(WHAT YOU NEED TO DO): Only the lines of the data holding the string "reflection" need to be returned.

(EXERCISE INPUT):
-- Opening Marker --
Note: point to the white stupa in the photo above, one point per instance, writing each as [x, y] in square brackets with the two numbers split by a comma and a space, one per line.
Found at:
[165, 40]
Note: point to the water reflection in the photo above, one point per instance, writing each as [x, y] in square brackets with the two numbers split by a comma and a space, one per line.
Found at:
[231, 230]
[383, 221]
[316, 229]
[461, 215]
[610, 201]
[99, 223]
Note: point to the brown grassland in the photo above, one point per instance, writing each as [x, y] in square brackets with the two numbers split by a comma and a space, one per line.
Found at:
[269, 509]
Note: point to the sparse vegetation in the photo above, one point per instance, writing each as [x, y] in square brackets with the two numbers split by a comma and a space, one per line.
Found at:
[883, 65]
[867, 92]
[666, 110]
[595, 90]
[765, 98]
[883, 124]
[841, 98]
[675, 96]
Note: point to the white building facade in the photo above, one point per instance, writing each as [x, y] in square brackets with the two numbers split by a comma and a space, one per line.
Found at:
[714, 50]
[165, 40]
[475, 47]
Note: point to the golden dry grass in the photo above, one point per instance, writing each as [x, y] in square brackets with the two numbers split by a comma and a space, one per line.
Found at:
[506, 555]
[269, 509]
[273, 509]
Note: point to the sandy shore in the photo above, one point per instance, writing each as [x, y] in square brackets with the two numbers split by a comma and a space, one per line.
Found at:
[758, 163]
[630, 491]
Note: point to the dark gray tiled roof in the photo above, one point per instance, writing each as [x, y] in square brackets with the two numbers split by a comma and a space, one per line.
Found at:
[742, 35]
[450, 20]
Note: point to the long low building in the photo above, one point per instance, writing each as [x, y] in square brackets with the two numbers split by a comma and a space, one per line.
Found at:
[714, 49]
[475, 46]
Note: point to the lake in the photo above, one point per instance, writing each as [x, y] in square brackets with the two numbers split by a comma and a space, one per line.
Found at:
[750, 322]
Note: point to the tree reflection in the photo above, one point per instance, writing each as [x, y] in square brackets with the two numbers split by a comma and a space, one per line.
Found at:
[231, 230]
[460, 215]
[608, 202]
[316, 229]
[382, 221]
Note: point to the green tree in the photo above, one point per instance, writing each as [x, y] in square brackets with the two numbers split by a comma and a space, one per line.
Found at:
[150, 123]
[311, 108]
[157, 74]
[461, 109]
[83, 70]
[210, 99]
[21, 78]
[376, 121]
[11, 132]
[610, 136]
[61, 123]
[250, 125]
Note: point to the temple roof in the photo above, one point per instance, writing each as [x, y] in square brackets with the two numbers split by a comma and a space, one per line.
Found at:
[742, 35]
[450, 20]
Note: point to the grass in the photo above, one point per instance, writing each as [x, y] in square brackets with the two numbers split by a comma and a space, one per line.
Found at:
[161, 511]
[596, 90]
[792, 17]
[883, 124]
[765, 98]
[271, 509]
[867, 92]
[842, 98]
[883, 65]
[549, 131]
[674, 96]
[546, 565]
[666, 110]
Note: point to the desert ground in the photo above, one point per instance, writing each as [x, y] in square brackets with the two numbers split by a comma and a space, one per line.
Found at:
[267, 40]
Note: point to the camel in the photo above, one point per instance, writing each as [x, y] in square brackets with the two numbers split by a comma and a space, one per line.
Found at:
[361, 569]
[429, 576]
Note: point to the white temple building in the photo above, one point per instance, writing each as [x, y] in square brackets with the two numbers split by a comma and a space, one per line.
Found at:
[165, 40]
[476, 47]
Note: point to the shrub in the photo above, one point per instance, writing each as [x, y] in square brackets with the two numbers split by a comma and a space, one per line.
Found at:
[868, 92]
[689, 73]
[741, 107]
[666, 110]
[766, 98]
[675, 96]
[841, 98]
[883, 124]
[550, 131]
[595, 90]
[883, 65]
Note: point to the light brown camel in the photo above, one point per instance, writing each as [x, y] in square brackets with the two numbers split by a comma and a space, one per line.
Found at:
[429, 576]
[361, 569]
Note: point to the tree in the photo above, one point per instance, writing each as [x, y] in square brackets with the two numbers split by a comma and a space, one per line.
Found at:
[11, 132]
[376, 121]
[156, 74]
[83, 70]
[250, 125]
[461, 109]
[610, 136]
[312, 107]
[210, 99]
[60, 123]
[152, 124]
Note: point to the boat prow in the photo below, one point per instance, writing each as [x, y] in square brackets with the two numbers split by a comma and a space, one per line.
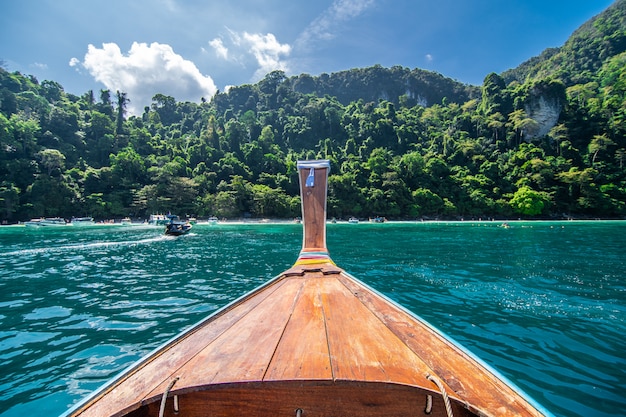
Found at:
-- Closing Marker --
(RESPONSE):
Note: point to the water reflection in the photo above, one point per instance, writing each as [x, y] in square brackets with the two numbers split by a comma and a space, one per line.
Note: point to the tree reflection in the photo above, one point per instance, writing each as [x, y] in square brackets with the two numbers split by a comma and a space, one per line.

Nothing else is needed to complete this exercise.